▶ **Provided text**
----------
It is a memory that I desperately do not want to lose.
I was – as I spent so much of the Games – sitting in the living room, my eyes glued to the screen. Oscar Pistorius – the Paralympics’ brightest star – had faced defeat and controversy. The Games had been fantastic, unbelievable: months that glitter in the memory even now. But if Pistorius lost in the 400m final now, it would be a duff note at the end of a flawless symphony.
There are moments in sport when true greats stand up. Lionel Messi, slaloming past the Madrid defence to break their resistance and send Barcelona through to the final of the Champions League. Muhammed Ali, unbroken and unbowed in Manila. Roger Federer rolling back the years against Andy Murray. It was now that Pistorius would join them.
It is important to start well. In the fourth lane, Oscar starts better than well: in the blink of an eye, he is level with his rival, Alan Oliveira. And then, just as suddenly, he escapes him. It calls to mind Jeroen Hennan’s description of another great, Dennis Bergkamp: ‘One moment the pitch is crowded and narrow…suddenly it is open and wide…a miracle!’. That is what Pistorius does next: one second the track is congested, the race a mass of bodies. The next, he is free, like a rat from a trap, his opponents left trailing in his wake. A miracle.
I wish that wasn’t the position I came from. I don’t really believe in apolitical or detached observers – most of the time, I think ‘apolitical’ is a word for people too privileged and too stupid to realise that they are actually ‘right-wing’ – but I would very much like to be one now. What I would like is to be able to honestly and sincerely want justice, whatever verdict that means. But I can’t; I’ve become part of the problem: I’m reducing Reeva Steenkamp’s death to the awful end in my own relationship with a sporting hero.
----------
▶ **Data for this task**
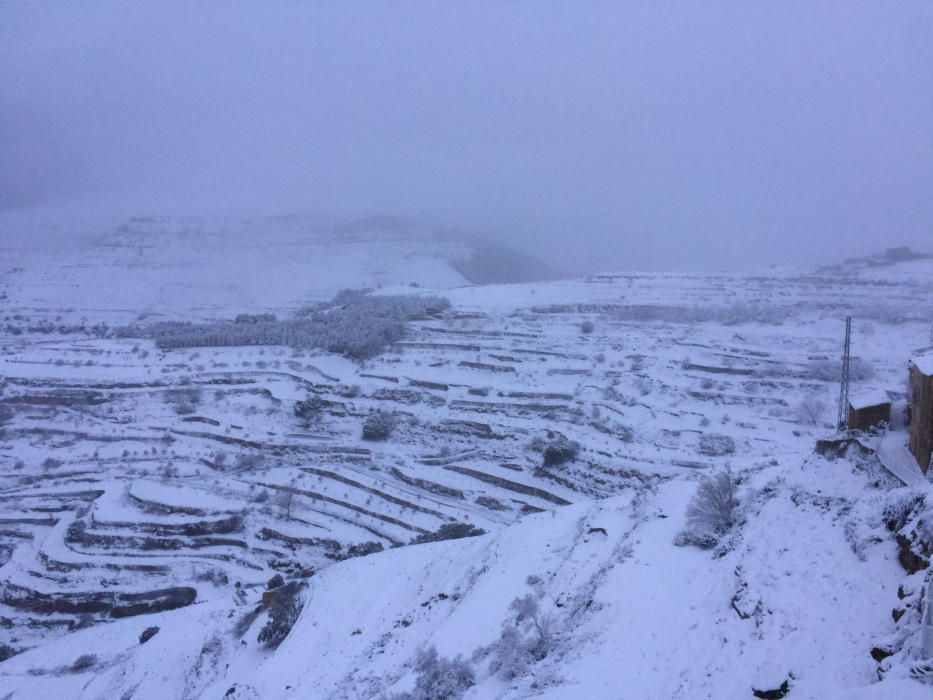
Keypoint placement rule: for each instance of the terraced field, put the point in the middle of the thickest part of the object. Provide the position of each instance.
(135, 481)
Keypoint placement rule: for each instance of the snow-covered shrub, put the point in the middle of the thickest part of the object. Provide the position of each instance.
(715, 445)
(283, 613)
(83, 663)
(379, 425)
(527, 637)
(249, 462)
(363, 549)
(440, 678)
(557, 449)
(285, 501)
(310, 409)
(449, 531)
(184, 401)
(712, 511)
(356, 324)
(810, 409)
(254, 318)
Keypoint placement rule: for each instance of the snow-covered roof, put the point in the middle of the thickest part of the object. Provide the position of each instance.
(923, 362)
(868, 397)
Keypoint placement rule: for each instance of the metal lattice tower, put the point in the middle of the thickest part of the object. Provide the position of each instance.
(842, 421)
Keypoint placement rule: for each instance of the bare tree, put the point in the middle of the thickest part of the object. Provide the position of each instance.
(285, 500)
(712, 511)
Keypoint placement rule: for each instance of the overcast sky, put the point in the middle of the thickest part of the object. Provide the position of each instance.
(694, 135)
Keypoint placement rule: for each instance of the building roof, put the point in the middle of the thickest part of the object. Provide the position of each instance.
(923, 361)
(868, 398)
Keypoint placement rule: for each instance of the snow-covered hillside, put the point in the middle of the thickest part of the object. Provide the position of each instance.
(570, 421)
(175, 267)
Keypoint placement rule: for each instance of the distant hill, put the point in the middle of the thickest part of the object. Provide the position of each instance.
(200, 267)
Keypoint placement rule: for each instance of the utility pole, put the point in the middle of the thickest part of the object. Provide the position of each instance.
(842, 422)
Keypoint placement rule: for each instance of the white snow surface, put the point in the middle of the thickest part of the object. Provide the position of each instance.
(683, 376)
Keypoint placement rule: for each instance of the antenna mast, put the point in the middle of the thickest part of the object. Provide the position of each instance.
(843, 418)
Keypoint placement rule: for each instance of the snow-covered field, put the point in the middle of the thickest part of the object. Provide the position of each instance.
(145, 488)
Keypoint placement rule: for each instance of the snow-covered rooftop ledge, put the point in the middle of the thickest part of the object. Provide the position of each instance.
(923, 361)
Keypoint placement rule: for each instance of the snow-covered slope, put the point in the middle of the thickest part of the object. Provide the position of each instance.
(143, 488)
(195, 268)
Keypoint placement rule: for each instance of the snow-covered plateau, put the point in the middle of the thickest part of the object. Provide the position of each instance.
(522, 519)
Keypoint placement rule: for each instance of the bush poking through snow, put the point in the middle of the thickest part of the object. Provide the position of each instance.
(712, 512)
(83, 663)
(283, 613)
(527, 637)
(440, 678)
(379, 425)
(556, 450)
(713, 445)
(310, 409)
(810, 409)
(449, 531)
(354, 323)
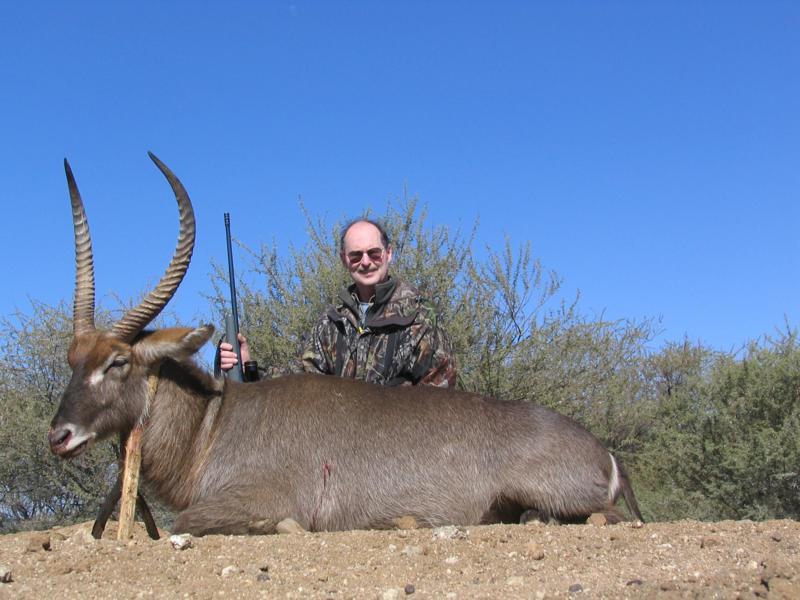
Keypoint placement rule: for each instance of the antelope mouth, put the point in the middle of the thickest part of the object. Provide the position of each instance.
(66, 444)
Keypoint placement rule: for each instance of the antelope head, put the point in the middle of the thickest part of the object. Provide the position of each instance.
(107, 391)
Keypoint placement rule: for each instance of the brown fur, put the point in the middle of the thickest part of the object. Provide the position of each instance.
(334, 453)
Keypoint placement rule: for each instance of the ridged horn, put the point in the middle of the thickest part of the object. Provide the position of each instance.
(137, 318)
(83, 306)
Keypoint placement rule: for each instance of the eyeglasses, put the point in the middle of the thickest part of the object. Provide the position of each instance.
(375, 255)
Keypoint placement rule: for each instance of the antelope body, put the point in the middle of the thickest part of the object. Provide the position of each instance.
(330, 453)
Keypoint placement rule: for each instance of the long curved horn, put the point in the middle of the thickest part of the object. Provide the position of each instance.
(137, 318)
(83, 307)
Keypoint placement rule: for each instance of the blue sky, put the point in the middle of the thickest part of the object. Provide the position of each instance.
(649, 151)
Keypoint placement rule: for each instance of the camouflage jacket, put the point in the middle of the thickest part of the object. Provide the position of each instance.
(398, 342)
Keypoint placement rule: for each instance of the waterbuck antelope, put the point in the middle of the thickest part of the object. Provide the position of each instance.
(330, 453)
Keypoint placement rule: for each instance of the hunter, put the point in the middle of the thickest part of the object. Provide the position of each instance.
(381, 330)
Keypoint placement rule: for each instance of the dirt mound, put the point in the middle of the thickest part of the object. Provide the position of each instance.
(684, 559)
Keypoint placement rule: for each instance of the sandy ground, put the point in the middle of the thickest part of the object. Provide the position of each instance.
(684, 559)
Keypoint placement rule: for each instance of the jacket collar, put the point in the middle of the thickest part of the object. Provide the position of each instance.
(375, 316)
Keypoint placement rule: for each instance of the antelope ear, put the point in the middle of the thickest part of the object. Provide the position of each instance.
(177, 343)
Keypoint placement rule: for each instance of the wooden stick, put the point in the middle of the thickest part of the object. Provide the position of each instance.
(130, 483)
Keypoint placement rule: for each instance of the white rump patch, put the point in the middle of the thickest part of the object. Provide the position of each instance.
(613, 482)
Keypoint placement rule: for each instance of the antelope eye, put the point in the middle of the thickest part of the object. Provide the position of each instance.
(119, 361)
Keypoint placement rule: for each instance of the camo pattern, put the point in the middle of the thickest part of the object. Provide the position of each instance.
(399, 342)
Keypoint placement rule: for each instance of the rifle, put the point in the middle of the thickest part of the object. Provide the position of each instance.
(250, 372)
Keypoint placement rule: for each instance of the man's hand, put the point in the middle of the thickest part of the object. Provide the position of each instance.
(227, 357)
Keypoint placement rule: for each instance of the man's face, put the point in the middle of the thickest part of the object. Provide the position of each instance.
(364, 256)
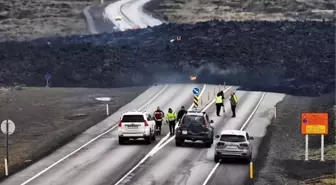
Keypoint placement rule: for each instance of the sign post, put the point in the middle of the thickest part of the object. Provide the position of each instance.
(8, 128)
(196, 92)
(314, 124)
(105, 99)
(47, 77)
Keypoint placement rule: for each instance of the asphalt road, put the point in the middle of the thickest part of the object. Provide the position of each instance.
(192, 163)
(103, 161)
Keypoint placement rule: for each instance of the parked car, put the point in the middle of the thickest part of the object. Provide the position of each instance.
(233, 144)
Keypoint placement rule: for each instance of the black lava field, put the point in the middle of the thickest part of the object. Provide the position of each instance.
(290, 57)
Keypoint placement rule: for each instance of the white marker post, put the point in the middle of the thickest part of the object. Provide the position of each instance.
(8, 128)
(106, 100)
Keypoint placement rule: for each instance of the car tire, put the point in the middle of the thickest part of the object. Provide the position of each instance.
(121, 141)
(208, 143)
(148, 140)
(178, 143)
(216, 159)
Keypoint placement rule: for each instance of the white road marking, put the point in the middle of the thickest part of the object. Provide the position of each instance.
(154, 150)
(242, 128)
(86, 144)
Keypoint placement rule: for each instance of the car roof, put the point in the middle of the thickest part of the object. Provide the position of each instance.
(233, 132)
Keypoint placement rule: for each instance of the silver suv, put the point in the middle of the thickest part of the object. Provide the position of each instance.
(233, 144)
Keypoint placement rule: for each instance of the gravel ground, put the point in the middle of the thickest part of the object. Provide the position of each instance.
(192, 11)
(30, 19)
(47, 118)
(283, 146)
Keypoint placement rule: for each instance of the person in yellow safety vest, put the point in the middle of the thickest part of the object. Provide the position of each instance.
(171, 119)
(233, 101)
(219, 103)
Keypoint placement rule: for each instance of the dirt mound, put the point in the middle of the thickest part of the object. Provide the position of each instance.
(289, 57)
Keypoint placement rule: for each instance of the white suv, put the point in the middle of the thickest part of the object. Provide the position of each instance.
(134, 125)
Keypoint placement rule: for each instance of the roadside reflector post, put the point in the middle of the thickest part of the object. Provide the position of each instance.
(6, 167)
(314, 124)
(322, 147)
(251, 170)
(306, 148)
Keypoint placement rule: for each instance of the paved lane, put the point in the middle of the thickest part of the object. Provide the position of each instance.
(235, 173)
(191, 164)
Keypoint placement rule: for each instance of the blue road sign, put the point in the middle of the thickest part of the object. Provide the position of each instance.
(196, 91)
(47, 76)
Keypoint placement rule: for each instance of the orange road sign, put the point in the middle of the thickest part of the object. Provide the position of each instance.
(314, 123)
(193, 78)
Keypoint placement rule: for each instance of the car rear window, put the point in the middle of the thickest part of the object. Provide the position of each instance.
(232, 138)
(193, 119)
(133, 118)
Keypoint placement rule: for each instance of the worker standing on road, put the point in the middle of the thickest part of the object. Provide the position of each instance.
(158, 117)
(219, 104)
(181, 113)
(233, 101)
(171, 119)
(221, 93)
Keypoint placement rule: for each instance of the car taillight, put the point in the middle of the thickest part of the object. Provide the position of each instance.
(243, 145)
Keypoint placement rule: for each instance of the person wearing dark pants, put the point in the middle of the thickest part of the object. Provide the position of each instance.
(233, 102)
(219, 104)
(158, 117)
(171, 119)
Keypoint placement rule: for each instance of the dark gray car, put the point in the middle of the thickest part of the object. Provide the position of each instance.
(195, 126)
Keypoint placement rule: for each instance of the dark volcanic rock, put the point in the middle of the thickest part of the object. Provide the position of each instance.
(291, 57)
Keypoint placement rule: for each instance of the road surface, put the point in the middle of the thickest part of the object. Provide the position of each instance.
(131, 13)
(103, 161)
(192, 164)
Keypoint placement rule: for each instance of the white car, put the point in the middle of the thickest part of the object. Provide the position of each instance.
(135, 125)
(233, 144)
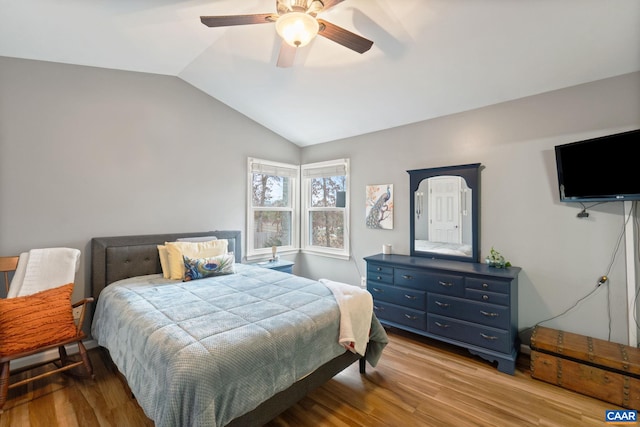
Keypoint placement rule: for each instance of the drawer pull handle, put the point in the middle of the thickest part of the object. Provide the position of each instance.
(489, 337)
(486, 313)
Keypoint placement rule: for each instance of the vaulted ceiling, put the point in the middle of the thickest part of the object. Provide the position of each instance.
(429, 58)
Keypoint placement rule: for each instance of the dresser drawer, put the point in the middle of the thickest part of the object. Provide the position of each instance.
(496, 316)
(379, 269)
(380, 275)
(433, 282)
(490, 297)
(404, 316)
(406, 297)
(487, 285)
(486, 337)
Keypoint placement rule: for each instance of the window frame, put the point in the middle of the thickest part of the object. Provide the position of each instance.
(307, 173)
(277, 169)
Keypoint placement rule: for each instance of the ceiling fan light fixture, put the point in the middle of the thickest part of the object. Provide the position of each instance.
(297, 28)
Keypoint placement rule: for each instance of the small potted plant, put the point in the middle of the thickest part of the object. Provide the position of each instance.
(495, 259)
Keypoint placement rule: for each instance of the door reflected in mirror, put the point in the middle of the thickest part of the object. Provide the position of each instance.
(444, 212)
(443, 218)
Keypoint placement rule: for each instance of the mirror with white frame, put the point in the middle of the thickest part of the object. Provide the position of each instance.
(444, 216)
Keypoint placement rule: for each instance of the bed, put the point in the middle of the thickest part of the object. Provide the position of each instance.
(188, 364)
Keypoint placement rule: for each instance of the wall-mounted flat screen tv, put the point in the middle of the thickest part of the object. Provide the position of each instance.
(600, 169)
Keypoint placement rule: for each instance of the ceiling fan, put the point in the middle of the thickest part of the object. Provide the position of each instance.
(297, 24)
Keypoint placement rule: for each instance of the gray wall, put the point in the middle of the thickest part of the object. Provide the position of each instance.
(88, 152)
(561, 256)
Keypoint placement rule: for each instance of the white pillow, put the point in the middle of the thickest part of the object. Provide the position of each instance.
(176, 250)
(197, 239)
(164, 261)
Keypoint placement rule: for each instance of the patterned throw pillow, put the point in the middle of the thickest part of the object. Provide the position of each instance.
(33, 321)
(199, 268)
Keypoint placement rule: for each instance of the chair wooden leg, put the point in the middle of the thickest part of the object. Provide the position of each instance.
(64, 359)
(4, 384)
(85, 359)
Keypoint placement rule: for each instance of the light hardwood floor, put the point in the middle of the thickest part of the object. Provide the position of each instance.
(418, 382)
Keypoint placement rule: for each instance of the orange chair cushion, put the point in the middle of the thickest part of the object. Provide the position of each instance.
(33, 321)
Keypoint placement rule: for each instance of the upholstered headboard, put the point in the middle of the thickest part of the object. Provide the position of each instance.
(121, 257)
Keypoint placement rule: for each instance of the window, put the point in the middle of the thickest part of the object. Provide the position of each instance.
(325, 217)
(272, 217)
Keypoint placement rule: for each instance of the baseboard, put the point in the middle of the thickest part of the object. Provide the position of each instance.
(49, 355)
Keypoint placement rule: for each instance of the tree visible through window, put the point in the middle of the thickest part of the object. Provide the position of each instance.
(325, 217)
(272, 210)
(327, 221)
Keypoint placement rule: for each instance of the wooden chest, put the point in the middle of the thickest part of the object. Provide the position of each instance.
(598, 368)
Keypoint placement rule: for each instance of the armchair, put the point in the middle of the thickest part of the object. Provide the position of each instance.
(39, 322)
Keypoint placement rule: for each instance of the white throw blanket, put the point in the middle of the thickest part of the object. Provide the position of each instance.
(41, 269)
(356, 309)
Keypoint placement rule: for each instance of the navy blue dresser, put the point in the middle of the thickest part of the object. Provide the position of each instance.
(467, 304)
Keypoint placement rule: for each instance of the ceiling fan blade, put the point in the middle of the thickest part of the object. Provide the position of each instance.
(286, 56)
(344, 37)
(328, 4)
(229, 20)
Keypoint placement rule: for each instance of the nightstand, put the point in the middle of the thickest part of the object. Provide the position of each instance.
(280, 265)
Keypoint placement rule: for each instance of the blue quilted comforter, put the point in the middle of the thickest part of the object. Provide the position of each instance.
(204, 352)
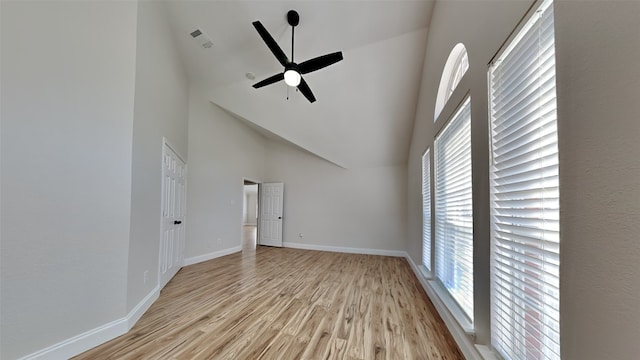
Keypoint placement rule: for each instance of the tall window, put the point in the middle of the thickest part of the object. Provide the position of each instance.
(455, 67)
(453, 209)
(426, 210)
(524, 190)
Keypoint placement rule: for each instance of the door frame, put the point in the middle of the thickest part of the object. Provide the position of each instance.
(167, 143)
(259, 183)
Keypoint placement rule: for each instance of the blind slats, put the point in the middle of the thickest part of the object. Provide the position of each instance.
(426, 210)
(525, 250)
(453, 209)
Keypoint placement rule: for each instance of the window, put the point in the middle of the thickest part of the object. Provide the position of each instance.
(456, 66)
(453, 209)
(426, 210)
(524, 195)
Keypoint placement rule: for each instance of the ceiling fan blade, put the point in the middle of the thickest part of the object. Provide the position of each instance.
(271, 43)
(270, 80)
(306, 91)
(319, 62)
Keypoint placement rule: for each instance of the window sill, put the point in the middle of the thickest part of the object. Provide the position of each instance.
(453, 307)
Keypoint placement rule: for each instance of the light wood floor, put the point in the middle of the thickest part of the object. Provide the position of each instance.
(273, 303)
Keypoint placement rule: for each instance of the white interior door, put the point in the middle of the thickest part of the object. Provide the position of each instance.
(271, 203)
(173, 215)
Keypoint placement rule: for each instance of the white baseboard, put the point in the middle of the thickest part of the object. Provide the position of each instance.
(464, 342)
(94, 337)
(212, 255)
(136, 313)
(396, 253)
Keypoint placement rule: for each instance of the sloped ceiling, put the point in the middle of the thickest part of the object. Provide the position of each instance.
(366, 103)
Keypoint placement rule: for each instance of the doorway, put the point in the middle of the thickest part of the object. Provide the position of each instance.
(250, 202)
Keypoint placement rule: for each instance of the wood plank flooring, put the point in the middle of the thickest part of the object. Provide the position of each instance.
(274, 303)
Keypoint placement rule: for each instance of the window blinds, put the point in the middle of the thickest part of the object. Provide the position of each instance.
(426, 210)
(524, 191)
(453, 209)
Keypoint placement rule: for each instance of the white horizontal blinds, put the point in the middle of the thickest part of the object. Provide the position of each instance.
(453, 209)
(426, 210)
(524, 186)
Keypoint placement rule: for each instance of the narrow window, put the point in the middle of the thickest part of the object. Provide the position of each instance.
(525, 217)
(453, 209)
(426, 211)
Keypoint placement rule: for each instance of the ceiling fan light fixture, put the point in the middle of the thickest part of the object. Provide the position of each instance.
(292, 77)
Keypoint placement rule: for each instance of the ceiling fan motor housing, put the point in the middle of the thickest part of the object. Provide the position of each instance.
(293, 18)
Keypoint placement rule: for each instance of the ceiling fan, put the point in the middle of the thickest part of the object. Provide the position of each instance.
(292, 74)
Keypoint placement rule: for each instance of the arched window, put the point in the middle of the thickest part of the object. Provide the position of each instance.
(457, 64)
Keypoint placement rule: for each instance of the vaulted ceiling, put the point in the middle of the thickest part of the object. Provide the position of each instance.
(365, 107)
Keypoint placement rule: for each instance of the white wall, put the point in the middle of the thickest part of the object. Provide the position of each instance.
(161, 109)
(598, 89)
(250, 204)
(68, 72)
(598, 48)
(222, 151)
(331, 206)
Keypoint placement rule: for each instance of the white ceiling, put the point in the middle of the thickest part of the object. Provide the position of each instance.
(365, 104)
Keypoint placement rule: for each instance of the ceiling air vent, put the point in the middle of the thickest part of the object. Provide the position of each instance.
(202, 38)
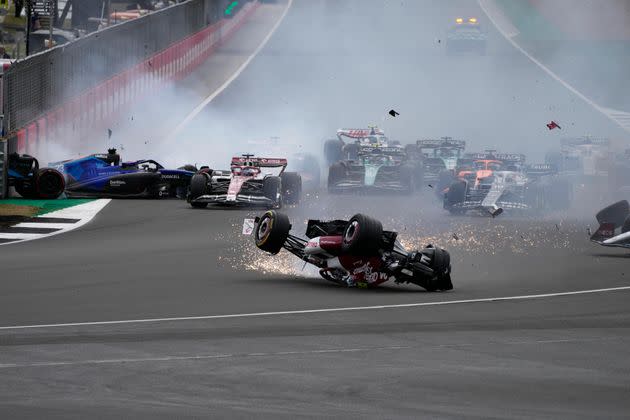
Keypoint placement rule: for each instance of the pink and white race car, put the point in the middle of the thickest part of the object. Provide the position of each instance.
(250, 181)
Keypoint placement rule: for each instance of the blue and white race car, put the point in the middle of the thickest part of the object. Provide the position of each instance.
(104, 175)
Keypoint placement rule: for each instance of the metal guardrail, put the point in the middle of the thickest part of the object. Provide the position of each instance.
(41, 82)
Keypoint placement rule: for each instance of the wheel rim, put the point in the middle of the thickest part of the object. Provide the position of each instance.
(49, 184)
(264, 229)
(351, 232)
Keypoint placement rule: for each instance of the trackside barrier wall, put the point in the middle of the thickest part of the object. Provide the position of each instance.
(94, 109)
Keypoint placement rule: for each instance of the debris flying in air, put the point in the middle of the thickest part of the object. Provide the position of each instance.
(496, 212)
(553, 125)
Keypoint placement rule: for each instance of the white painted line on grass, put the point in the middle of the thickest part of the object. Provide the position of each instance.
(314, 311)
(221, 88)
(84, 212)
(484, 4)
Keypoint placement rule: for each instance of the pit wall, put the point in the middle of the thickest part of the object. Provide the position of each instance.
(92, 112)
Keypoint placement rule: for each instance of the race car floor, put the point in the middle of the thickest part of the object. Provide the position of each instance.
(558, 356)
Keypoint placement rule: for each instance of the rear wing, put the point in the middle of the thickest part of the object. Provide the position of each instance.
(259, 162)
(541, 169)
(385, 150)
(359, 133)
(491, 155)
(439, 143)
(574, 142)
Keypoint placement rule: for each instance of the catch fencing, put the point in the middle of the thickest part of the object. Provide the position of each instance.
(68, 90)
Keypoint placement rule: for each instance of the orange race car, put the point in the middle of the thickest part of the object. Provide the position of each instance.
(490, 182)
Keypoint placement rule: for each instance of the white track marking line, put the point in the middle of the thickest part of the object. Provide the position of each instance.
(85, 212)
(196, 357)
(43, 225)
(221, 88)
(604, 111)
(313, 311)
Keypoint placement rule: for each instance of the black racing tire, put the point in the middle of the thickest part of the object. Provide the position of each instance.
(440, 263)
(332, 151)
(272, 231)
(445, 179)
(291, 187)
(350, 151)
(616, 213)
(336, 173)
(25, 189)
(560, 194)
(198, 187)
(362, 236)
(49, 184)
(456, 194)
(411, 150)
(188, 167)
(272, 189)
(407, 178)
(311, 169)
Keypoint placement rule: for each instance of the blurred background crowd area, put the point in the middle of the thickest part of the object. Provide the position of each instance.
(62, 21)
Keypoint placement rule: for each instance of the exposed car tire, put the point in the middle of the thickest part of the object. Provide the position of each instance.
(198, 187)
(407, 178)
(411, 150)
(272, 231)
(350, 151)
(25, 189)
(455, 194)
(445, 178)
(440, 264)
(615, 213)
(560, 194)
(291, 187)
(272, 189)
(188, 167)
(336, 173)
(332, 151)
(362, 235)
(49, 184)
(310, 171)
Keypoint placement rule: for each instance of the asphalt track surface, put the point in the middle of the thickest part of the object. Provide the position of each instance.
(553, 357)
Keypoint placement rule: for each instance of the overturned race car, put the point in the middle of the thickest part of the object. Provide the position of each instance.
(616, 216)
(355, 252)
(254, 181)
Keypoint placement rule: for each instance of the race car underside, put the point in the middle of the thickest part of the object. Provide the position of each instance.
----------
▶ **Required actions**
- a) Reproduce the entire piece on Oscar Pistorius word for word.
- b) Pull out every line of the listing that contains the word "rump".

▶ **The responses**
- a)
It is a memory that I desperately do not want to lose.
I was – as I spent so much of the Games – sitting in the living room, my eyes glued to the screen. Oscar Pistorius – the Paralympics’ brightest star – had faced defeat and controversy. The Games had been fantastic, unbelievable: months that glitter in the memory even now. But if Pistorius lost in the 400m final now, it would be a duff note at the end of a flawless symphony.
There are moments in sport when true greats stand up. Lionel Messi, slaloming past the Madrid defence to break their resistance and send Barcelona through to the final of the Champions League. Muhammed Ali, unbroken and unbowed in Manila. Roger Federer rolling back the years against Andy Murray. It was now that Pistorius would join them.
It is important to start well. In the fourth lane, Oscar starts better than well: in the blink of an eye, he is level with his rival, Alan Oliveira. And then, just as suddenly, he escapes him. It calls to mind Jeroen Hennan’s description of another great, Dennis Bergkamp: ‘One moment the pitch is crowded and narrow…suddenly it is open and wide…a miracle!’. That is what Pistorius does next: one second the track is congested, the race a mass of bodies. The next, he is free, like a rat from a trap, his opponents left trailing in his wake. A miracle.
I wish that wasn’t the position I came from. I don’t really believe in apolitical or detached observers – most of the time, I think ‘apolitical’ is a word for people too privileged and too stupid to realise that they are actually ‘right-wing’ – but I would very much like to be one now. What I would like is to be able to honestly and sincerely want justice, whatever verdict that means. But I can’t; I’ve become part of the problem: I’m reducing Reeva Steenkamp’s death to the awful end in my own relationship with a sporting hero.

- b)
Keypoint placement rule: for each instance of the white rump patch, put the point in the middle of the thickest part of the object. Provide the position of each instance.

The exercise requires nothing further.